───── DATA IN THIS EXERCISE
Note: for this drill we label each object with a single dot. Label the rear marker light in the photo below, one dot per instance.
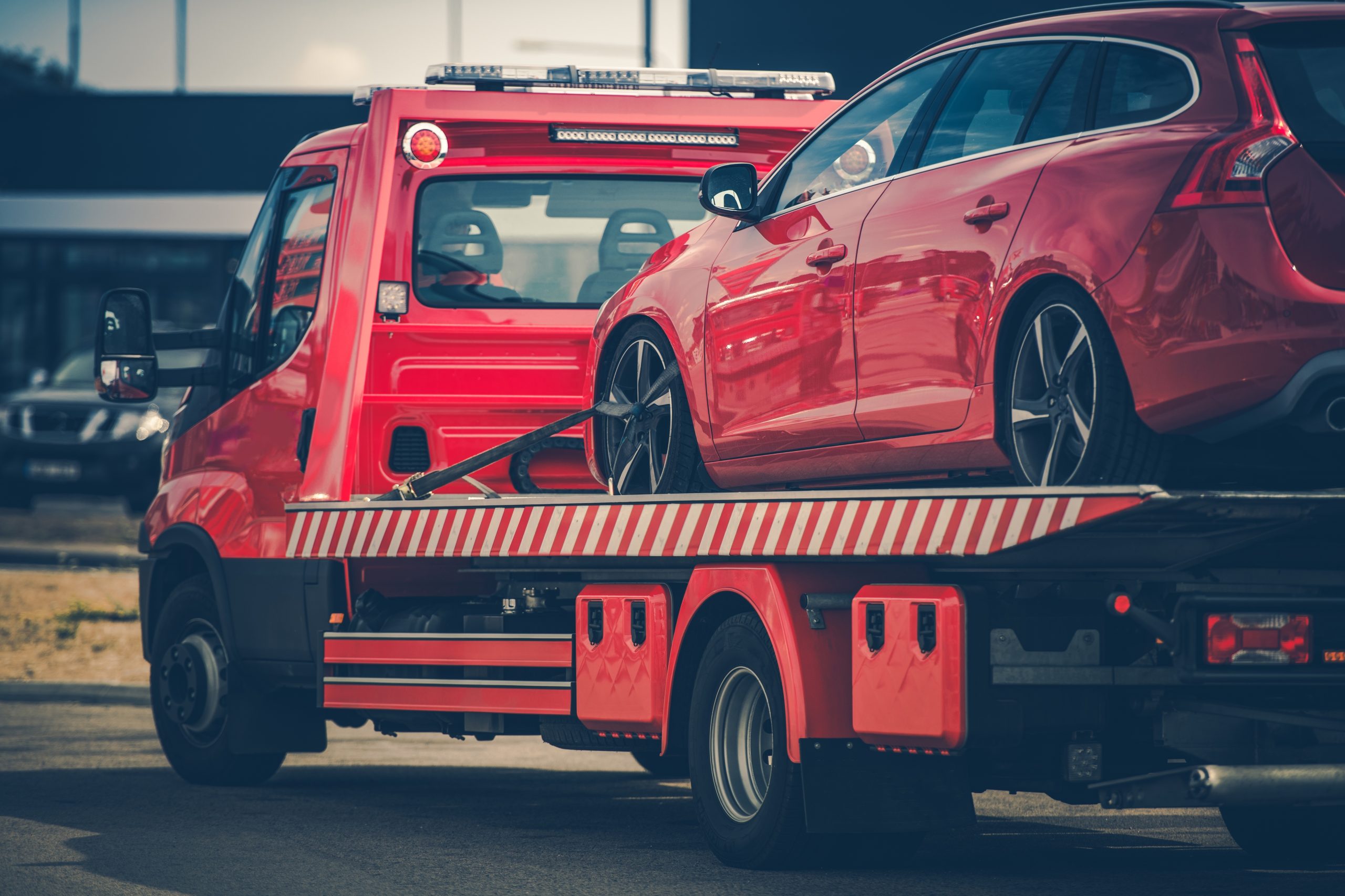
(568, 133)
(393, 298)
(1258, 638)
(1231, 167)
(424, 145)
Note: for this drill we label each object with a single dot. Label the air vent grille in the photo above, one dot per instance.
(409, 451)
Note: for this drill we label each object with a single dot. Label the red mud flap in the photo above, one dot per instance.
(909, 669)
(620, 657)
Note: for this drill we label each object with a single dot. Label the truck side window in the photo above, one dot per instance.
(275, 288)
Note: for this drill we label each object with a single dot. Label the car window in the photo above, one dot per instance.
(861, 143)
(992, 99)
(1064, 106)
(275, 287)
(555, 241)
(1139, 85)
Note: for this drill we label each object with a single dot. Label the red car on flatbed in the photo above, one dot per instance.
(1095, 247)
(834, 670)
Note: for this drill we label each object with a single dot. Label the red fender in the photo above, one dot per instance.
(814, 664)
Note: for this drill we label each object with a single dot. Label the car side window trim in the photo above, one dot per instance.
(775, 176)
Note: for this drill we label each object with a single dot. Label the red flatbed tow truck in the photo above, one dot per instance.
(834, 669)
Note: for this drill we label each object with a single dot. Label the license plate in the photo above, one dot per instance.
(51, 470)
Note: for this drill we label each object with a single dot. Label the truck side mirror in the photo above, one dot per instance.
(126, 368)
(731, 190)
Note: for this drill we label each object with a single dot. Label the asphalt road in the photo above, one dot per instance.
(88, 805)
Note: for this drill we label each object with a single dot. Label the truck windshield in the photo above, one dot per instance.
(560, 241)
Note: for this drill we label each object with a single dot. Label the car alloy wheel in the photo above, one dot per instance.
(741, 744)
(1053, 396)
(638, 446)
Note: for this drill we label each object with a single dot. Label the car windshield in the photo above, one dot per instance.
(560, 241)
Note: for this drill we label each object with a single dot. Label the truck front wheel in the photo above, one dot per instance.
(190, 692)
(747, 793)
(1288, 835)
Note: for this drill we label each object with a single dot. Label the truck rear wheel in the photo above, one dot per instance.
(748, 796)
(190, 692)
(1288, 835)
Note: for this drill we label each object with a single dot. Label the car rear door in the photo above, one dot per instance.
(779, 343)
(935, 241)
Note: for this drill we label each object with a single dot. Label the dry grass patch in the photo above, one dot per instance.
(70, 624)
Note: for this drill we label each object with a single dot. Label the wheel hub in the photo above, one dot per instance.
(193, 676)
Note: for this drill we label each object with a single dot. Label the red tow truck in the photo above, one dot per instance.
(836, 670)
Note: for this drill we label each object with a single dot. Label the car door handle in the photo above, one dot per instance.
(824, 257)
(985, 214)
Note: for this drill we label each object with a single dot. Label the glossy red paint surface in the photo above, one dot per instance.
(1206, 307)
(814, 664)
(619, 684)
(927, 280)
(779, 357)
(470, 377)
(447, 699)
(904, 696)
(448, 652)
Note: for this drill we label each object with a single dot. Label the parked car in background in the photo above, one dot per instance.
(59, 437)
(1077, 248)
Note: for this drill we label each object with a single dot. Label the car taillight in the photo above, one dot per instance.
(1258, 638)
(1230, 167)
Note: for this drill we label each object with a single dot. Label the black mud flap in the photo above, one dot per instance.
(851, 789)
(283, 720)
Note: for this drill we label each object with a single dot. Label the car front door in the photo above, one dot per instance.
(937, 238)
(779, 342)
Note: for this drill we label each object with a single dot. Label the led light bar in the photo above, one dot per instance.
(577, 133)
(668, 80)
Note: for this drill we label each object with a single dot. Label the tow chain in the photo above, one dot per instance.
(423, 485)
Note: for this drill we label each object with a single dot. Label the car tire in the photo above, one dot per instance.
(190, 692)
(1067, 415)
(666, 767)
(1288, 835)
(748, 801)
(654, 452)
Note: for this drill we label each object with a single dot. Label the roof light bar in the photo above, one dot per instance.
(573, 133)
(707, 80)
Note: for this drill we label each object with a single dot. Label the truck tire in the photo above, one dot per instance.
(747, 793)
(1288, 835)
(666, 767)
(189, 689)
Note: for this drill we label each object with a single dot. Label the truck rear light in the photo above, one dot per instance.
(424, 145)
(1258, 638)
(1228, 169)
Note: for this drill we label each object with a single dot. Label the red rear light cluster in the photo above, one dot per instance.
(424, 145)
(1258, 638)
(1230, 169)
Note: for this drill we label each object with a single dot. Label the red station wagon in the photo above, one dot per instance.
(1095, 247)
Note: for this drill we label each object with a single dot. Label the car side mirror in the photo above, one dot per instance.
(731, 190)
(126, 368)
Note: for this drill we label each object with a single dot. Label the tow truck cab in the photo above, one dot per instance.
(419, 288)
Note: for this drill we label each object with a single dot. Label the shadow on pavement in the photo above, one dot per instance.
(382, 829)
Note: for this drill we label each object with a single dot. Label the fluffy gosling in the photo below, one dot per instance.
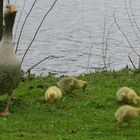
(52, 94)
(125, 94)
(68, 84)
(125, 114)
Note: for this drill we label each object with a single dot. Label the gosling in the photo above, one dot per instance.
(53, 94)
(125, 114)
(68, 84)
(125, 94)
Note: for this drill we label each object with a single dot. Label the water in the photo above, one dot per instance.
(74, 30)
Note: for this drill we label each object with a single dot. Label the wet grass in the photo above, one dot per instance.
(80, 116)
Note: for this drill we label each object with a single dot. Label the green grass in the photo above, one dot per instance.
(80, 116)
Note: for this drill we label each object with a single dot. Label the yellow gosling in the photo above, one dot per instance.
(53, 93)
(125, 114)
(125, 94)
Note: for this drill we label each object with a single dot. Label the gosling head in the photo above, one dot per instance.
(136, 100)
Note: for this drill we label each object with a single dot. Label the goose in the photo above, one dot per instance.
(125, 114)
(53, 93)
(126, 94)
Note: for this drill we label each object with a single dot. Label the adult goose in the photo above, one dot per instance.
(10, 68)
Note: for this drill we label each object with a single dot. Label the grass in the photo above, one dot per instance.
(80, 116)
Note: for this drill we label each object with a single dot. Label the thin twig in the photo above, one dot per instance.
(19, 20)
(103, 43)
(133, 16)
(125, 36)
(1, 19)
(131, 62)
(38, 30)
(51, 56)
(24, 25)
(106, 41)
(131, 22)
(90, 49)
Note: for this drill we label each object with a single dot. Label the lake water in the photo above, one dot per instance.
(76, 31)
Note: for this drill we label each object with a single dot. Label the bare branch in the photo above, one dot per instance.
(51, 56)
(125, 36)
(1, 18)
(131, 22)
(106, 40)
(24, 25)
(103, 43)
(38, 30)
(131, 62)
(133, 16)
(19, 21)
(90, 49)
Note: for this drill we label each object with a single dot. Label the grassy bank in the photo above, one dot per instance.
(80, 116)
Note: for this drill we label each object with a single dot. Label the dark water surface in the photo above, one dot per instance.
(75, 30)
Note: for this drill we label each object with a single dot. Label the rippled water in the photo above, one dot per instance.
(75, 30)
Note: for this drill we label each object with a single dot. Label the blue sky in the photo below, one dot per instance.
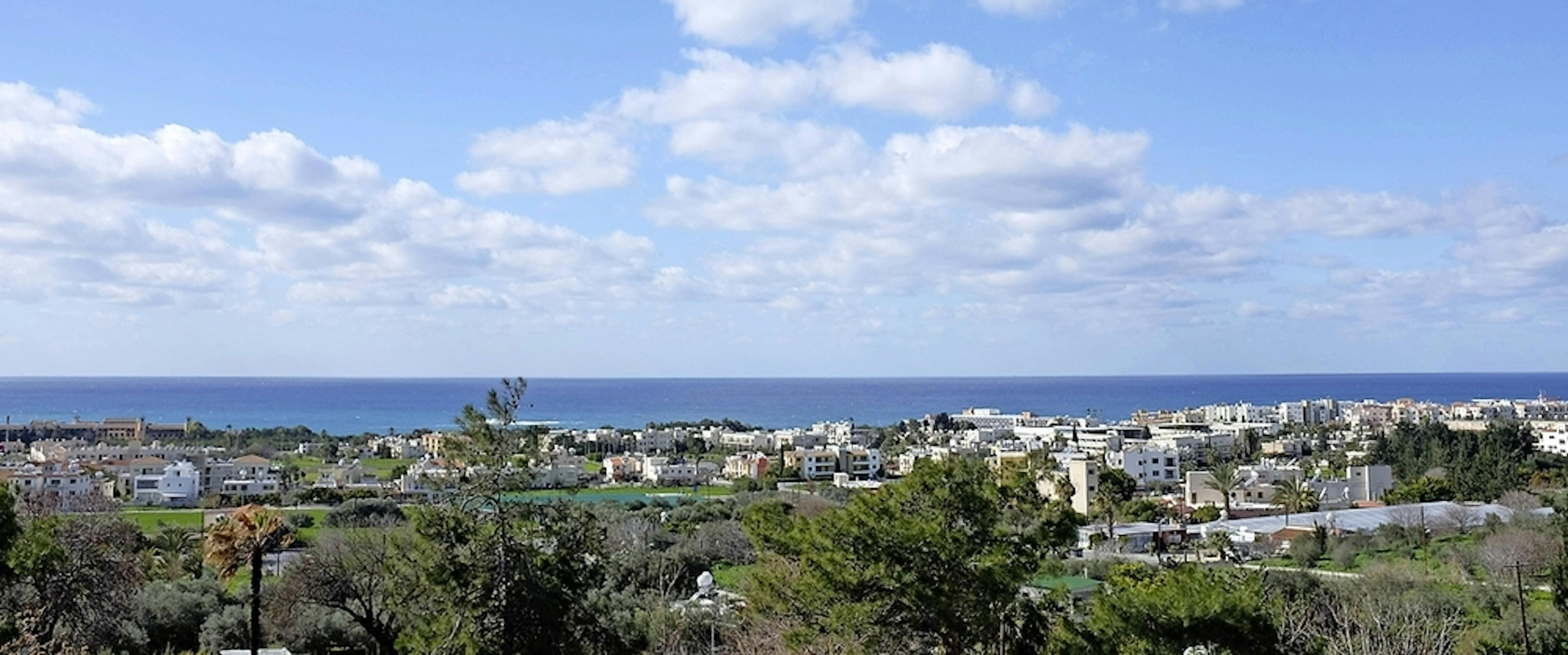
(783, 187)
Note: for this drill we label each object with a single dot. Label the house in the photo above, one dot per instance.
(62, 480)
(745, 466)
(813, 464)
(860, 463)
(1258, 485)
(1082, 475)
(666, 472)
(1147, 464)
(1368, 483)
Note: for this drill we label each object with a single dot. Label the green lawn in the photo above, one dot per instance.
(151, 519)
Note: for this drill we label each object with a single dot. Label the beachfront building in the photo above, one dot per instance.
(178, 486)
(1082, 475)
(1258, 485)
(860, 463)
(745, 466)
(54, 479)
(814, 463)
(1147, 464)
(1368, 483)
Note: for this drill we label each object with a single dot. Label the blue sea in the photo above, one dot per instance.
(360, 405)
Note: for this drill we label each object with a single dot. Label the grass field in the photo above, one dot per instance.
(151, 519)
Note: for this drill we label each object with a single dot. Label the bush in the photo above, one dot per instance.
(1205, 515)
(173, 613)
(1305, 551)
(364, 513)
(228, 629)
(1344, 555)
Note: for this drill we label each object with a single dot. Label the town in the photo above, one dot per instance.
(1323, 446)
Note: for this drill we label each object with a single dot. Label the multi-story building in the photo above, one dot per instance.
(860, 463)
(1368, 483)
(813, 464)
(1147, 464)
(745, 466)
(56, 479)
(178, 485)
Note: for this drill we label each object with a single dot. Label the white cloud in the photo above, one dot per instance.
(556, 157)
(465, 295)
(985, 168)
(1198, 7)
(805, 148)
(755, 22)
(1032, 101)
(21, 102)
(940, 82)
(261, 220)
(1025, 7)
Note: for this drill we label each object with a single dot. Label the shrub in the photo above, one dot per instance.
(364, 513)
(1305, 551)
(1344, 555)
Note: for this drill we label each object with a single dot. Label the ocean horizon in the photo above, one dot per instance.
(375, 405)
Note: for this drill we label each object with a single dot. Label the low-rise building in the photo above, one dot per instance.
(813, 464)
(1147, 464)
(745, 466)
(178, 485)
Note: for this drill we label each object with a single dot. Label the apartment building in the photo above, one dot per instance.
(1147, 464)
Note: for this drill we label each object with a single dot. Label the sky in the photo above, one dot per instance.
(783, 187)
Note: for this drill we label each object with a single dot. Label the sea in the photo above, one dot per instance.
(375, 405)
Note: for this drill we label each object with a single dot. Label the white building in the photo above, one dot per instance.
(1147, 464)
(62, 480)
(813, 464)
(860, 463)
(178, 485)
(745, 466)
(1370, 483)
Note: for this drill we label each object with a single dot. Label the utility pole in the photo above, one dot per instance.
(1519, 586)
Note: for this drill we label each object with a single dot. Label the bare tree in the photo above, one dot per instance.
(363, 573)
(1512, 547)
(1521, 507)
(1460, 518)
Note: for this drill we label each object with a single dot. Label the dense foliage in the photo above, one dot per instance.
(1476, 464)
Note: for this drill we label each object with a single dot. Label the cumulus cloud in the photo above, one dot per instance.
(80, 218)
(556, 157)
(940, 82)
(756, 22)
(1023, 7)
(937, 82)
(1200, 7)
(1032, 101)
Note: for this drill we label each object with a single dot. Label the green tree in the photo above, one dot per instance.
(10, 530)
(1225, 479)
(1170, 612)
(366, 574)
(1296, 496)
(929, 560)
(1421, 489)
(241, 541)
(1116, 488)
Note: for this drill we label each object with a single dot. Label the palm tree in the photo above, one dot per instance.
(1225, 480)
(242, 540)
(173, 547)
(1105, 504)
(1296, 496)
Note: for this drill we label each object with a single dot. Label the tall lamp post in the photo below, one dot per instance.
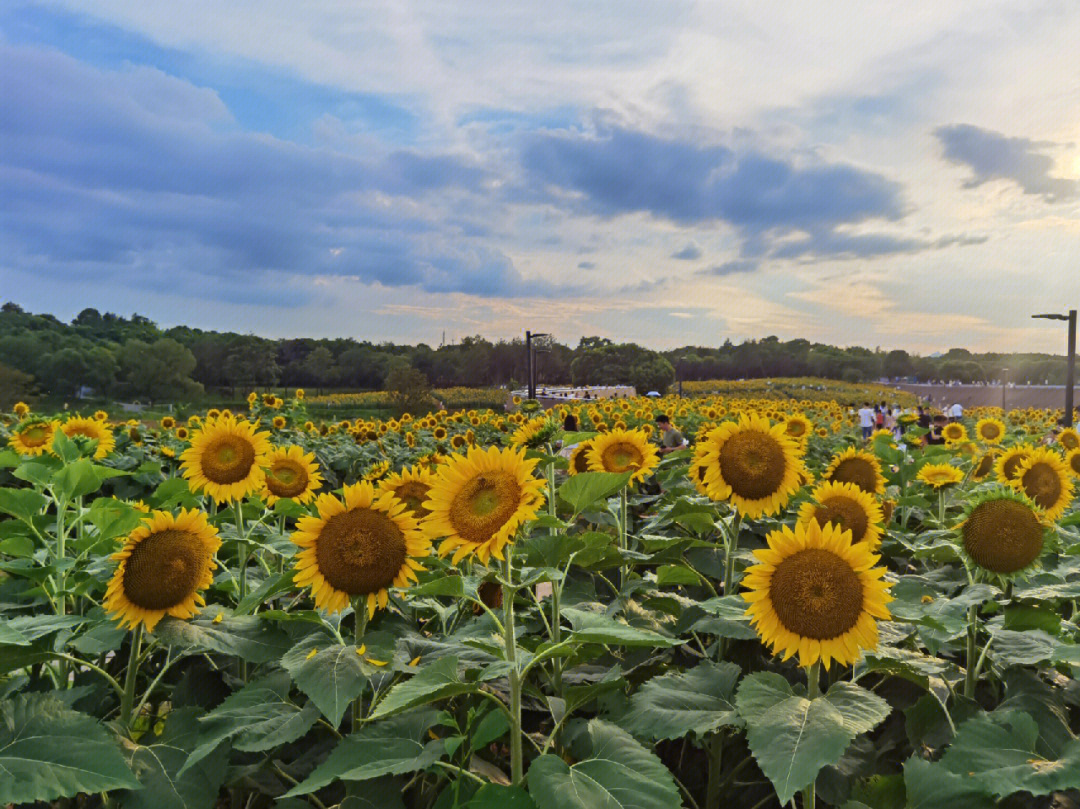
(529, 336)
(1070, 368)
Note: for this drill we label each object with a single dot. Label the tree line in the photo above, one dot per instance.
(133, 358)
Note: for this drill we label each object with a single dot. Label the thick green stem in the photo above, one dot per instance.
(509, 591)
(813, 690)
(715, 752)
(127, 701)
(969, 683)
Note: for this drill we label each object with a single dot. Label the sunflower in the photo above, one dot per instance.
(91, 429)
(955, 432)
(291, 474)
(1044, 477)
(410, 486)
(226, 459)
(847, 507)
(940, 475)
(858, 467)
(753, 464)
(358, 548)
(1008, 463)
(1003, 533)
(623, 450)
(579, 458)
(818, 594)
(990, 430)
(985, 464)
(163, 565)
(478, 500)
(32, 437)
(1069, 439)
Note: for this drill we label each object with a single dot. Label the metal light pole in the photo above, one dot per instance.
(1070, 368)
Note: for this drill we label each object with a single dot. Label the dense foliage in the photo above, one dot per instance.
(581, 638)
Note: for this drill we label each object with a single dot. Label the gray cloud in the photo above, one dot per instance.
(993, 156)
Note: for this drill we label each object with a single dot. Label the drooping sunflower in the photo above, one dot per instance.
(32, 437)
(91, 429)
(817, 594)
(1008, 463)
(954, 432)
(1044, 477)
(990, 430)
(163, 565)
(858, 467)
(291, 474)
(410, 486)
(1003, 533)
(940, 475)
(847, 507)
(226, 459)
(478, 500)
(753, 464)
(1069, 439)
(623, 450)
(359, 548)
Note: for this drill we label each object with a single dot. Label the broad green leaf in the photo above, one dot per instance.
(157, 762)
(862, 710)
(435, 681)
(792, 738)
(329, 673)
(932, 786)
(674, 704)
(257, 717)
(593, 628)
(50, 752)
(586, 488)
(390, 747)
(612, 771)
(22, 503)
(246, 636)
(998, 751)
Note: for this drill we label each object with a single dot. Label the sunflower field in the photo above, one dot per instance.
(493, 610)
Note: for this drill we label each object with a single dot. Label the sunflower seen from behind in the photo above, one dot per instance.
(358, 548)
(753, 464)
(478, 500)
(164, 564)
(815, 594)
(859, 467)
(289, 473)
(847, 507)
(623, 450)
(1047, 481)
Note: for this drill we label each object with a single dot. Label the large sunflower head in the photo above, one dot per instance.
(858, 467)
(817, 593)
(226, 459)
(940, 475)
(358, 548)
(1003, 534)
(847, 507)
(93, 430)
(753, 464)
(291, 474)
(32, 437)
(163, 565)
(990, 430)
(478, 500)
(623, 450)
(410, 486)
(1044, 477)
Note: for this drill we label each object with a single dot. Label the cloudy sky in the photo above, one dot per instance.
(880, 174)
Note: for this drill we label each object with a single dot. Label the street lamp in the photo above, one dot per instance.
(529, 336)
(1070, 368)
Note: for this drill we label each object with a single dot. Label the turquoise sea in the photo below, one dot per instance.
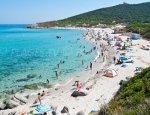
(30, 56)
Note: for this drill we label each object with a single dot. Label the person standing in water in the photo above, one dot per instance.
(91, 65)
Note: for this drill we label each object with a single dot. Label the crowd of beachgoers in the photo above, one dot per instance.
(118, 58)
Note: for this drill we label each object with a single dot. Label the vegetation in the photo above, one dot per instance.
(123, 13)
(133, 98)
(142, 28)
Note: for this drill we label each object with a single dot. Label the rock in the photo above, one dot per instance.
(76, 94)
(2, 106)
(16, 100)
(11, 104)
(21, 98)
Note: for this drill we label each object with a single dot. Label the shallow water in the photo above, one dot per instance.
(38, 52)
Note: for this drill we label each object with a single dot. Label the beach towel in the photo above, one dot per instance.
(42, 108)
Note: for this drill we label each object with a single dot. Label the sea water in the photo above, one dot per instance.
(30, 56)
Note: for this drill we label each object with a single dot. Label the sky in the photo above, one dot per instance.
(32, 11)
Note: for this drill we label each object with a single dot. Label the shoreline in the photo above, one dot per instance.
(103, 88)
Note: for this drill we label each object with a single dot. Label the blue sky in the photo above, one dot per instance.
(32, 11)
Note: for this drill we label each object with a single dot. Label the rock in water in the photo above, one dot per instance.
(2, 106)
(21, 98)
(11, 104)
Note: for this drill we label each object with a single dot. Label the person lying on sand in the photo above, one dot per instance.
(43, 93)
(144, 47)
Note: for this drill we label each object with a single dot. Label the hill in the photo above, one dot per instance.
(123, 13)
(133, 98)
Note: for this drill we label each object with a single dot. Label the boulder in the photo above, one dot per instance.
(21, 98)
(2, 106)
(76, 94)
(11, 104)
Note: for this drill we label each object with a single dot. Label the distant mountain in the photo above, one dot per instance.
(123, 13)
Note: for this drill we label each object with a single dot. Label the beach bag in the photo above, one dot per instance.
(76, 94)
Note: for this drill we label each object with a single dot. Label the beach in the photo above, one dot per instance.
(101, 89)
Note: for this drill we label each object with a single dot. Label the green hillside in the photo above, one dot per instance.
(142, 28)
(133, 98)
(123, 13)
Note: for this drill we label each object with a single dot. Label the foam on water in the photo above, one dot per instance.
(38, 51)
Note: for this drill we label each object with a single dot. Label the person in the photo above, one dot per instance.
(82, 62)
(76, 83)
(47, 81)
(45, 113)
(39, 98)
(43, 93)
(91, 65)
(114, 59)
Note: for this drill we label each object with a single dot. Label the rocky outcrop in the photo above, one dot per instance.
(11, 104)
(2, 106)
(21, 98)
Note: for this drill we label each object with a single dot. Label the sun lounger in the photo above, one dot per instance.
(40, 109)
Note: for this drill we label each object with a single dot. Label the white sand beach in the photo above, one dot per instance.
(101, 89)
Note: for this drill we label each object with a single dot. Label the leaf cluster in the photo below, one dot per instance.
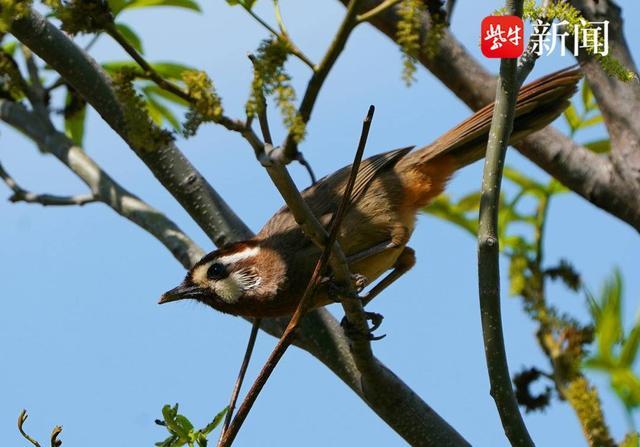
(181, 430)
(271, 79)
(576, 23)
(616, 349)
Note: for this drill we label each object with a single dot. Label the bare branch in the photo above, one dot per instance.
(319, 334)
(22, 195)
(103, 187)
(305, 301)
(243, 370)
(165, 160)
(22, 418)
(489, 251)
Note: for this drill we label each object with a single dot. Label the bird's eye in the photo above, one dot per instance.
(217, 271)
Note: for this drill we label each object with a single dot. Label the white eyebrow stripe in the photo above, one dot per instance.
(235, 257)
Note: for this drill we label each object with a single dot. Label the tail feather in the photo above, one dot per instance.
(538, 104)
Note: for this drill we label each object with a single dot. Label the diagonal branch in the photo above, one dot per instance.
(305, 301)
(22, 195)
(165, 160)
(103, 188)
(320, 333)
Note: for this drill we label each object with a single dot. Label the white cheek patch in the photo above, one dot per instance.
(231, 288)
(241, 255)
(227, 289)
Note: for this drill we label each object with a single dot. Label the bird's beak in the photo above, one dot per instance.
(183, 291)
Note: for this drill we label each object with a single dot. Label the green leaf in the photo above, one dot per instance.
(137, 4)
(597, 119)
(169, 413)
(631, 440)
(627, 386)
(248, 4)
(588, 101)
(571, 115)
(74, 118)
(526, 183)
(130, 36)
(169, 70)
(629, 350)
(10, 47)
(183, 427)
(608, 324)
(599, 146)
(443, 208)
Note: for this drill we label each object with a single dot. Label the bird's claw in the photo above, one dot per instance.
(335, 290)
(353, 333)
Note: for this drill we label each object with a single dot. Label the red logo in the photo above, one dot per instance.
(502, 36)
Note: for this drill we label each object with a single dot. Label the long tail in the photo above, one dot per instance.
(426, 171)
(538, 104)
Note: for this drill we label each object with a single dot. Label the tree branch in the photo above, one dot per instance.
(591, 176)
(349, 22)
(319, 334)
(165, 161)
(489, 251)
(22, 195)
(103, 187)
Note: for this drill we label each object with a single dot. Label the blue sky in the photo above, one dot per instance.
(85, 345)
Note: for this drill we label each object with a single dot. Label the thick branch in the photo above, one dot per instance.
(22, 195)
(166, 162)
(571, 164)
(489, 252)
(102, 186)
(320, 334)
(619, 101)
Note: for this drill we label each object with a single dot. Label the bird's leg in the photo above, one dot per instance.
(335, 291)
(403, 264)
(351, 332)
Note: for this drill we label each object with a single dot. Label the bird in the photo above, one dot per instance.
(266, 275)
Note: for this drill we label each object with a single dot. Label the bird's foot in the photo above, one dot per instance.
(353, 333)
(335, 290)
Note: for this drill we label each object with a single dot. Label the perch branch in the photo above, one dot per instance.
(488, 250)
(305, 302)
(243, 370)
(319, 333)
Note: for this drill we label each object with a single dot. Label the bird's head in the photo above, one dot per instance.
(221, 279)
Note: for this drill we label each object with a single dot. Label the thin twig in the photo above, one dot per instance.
──────────
**TASK OBJECTIVE**
Transcribe nothing except the lines from the one with "the bird's leg" through the end of the data above, each exactly as it appears.

**ANSWER FOR THE TASK**
Note: for this drill we label each object with a single dot. Label the bird's leg in the photo above, one dot per instance.
(335, 291)
(403, 264)
(351, 332)
Note: for this drill we label each object with a single dot. Label the bird in the photo above, one dot per instance.
(266, 275)
Note: for this drill we label each object with a single dot. Label the bird's foot in the photo above, one dot per instance.
(353, 333)
(335, 290)
Note: for this drill we label each object with a single dot. Label the perch branch in the photo above, one dot per instance.
(488, 250)
(305, 302)
(243, 370)
(319, 333)
Note: for this drill we label each object with a single dot. Label the bird's head in the photo above, one dot per instance.
(221, 279)
Note: for this drill we label each object with a single dot. Label the thin twig in the photo above, one dot per instance.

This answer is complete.